* **Provided passage**:
** Begin **

# Boring Jewels



## Serge (Mar 8, 2008)

I have an ongoing, over six month issue with a bred pair of jewels in a 36 gallon tank with some Oto cats, rocks and plants. The last spawn was in the spring and the problem I am having began after I separated the fry from the pair. They have been cowering in pits, behind rocks, in plants since then and seem to be in a state of suspended animation. They eat but only a little even if I offer live food.

I put in some dither fish recently, a school of 10 danios. Water quality? I do 20% water changes weekly and while the nitrate level is not zero its better than it was at the peak of their prolific spawning activity last spring. Still, they cower.

How do I get them to be more social? Shall I get some more Jewels? I worry that there will be a bloodbath. Any ideas?


----------



## samaki (Oct 25, 2002)

Hi your fishes are depressive because they lost their fry, just let them little time and they will get their normal behavior.
xris


----------



## oldwheat (Dec 24, 2007)

Try adding some floating plants such as watersprite. Water quality could possibly be a factor, what are the GH, pH & temp? Also, do you treat the water with any chemicals?


----------



## Serge (Mar 8, 2008)

Is six months seems like a little long to be depressed. They had lost fry before and would turn around and spawn again.

The tank is full of Amazon sword plants. Temp is 79-80, 15 ppm nitrate, a little acidic....OK I'll try to fix that. The nitrate is tricky. I use the niro-zorb packet and change it every month or so but it still is high. No chemicals. 20% water change every week or so and the water coming in is good (I test it occasionally). I have been considering a CO2 injection system to feed the plants to enhance the organic nitrate absorbing process. I have noticed a black worm infestation in the gravel. Problem?

Thank you for your replies.

S


----------



## Dewdrop (Nov 20, 2007)

** End **

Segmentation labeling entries
** Begin **

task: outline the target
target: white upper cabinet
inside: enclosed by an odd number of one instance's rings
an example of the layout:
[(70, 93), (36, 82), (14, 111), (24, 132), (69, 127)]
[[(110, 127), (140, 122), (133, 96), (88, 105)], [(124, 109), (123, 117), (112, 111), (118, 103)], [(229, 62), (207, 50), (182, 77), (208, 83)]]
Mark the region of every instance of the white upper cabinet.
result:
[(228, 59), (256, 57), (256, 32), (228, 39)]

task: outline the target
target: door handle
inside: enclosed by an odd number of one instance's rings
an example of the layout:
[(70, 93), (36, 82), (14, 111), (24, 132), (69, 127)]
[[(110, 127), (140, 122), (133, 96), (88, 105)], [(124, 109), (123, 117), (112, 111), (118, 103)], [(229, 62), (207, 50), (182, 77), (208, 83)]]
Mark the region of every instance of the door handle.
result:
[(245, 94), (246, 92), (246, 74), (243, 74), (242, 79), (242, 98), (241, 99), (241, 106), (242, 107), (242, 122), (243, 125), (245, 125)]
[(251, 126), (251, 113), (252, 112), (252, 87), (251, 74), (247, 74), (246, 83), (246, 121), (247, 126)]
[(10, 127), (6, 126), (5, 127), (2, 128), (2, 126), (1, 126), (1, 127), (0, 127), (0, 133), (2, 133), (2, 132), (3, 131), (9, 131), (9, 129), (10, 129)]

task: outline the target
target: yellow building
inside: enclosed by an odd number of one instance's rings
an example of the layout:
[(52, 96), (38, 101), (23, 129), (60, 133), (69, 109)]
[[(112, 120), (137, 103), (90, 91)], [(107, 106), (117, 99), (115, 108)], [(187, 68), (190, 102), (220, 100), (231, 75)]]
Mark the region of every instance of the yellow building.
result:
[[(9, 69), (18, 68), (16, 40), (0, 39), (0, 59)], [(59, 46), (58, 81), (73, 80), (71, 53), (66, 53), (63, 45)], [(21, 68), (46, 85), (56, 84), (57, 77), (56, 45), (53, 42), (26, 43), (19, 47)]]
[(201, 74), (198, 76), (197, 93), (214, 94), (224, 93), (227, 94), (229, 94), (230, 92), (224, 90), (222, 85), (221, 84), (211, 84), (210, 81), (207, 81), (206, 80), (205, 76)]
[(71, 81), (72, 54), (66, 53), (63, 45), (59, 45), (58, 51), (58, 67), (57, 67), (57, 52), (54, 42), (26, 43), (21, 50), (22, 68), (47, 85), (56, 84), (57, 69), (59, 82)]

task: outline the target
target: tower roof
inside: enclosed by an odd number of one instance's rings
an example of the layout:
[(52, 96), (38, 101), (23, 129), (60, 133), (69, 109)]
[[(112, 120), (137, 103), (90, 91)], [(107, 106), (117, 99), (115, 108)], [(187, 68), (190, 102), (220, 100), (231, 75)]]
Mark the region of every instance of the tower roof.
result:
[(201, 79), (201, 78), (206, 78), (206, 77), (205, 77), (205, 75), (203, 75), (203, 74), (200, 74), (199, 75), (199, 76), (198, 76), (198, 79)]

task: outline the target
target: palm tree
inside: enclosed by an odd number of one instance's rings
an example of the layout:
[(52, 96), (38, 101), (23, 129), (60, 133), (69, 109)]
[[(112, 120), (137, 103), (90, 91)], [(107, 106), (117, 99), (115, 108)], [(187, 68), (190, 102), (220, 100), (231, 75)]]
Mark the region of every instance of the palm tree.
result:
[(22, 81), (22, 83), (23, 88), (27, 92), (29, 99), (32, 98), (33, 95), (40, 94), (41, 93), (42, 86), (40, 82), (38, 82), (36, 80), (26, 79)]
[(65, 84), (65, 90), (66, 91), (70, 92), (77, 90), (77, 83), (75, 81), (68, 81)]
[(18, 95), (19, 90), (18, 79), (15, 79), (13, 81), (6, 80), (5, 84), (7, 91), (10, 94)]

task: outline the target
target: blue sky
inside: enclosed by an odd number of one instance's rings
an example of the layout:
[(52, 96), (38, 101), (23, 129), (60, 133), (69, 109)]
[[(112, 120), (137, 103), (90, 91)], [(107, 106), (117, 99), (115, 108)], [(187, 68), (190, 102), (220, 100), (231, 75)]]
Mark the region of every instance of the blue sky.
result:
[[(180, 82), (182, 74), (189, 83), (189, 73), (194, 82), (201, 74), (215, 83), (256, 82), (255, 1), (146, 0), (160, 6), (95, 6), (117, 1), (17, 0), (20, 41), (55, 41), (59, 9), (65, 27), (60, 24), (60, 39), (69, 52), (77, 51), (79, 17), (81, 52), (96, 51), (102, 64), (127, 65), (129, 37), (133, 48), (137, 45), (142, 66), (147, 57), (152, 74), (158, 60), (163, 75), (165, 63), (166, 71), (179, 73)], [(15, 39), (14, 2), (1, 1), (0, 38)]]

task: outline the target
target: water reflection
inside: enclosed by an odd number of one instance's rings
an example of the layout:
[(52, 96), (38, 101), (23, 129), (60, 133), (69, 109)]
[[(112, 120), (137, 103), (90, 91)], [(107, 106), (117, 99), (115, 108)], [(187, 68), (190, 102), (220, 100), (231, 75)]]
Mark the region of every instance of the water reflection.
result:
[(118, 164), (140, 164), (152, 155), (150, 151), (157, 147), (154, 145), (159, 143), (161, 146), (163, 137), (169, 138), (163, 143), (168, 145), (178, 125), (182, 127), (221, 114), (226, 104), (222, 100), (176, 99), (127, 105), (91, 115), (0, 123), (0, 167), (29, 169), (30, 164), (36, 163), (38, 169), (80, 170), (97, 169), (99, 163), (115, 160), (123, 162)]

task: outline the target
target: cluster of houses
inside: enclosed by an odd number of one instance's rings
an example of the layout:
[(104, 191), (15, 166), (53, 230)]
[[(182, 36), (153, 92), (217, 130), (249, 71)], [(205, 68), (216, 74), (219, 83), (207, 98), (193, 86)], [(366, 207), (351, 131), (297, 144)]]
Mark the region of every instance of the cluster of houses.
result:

** End **

* **Stated problem 1**:
Restate word for word the part of the jewel fish thread between "The tank is" and "the gravel. Problem?", inclusive.
* **Stated problem 2**:
Quote exactly the lines of the listing running from its start through the line that contains "[(228, 59), (256, 57), (256, 32), (228, 39)]", inclusive.
The jewel fish thread and the listing are unrelated to each other.

* **Correct output 1**:
The tank is full of Amazon sword plants. Temp is 79-80, 15 ppm nitrate, a little acidic....OK I'll try to fix that. The nitrate is tricky. I use the niro-zorb packet and change it every month or so but it still is high. No chemicals. 20% water change every week or so and the water coming in is good (I test it occasionally). I have been considering a CO2 injection system to feed the plants to enhance the organic nitrate absorbing process. I have noticed a black worm infestation in the gravel. Problem?

* **Correct output 2**:
task: outline the target
target: white upper cabinet
inside: enclosed by an odd number of one instance's rings
an example of the layout:
[(70, 93), (36, 82), (14, 111), (24, 132), (69, 127)]
[[(110, 127), (140, 122), (133, 96), (88, 105)], [(124, 109), (123, 117), (112, 111), (118, 103)], [(229, 62), (207, 50), (182, 77), (208, 83)]]
Mark the region of every instance of the white upper cabinet.
result:
[(228, 59), (256, 57), (256, 32), (228, 39)]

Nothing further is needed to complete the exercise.